* **Records provided**:

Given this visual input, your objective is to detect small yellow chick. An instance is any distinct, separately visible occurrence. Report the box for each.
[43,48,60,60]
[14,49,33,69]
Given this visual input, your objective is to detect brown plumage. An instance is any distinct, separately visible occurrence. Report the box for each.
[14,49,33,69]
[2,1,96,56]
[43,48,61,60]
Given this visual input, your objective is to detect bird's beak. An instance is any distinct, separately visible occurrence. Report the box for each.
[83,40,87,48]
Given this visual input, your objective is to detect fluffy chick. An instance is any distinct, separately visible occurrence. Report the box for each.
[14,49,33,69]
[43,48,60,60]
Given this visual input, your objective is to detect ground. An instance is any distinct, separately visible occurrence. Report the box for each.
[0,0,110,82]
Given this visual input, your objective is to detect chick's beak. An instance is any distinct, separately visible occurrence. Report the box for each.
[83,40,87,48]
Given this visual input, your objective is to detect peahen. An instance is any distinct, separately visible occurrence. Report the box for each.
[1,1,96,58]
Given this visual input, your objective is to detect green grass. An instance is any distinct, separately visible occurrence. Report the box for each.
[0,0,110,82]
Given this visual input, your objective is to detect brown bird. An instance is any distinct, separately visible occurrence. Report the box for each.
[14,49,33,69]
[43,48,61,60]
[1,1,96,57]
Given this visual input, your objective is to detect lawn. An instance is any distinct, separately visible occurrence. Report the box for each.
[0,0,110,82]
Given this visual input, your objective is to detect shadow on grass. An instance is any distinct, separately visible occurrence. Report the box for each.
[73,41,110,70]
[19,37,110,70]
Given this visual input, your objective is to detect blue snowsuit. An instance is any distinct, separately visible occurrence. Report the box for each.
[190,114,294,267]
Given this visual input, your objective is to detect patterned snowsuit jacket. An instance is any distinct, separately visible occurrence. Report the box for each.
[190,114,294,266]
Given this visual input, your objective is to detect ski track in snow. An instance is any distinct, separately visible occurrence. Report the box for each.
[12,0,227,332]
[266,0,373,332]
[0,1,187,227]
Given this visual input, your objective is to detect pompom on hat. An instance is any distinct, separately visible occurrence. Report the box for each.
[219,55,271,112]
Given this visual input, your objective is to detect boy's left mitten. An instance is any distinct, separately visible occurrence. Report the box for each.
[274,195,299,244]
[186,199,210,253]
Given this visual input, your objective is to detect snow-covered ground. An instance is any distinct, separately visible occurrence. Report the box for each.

* **Requirement**: Reproduce all of the data above, swapping every "objective" for "goal" and leaving everything else unchanged.

* **Answer for this exercise**:
Given this visual input, your goal is to detect small yellow chick. An instance is any distinct, separately visible occurrence. Report the box for each.
[43,48,60,60]
[14,49,33,69]
Given this visual input, your goal is to detect brown plumage. An instance is any distinct, separately visible occurrence. Report the box for each.
[14,49,33,69]
[2,1,96,56]
[43,48,61,60]
Given this visual input, your goal is to detect bird's beak. An instance is any distinct, separately visible occurrence. Report the box for each.
[83,40,87,48]
Given this visual input, your goal is to detect fluffy chick. An instance is any distinct, separately visible occurrence. Report the box for each.
[14,49,33,69]
[43,48,60,60]
Given this visual input, your goal is to detect ground. An instance is any distinct, separately visible occurrence. Report the box for each.
[0,0,110,82]
Given this visual input, your goal is to detect chick's beak. An instance is any distinct, separately visible occurrence. Report the box for each.
[83,40,87,48]
Given this visual input, your goal is to detect peahen. An instance is any distinct, separately visible occurrence. Report the box for each.
[1,1,96,58]
Given this visual input, your goal is to detect green grass. An instance is any distinct, separately visible occurrence. Report the box for each.
[0,0,110,82]
Given this visual input, your goal is to detect brown bird. An instance is any distinct, separately visible occurrence. Report the box for each.
[14,49,33,69]
[43,48,61,60]
[1,1,96,57]
Given this visual input, your goal is to detect lawn. An instance is any distinct, separately visible occurrence. Report the box for each.
[0,0,110,82]
Given this visual input, your goal is to detect shadow on grass. An instance is any distinct, separately visible occurrence. Report the box for each.
[73,41,110,70]
[19,37,110,70]
Given this visual input, your goal is to detect blue snowsuit. An instance is any distinct, separately visible occurrence. Report the box for each.
[190,114,294,267]
Given this visual input, your goal is to detect patterned snowsuit jacket. An instance is any distinct, separately visible occurrence. Report the box for each.
[190,114,294,266]
Given this visual input, your goal is to detect ski track in snow. An instance is any distinct, separately visible occurrence. Report the box for each.
[12,0,227,332]
[266,0,373,332]
[0,1,187,227]
Given this visual input, your goal is to detect pompom on hat. An instance is any distinct, separately visible occurrence. Report the box for each.
[219,55,271,112]
Given this visual input, your goal is to detect boy's left mitten. An instance is any distinct, separately visible occurrence. Report the box for each.
[274,195,299,244]
[186,199,210,253]
Given this visual input, your goal is to detect snow-covered ground. An instance is any distinct, separately visible occurrence. Report the box for each.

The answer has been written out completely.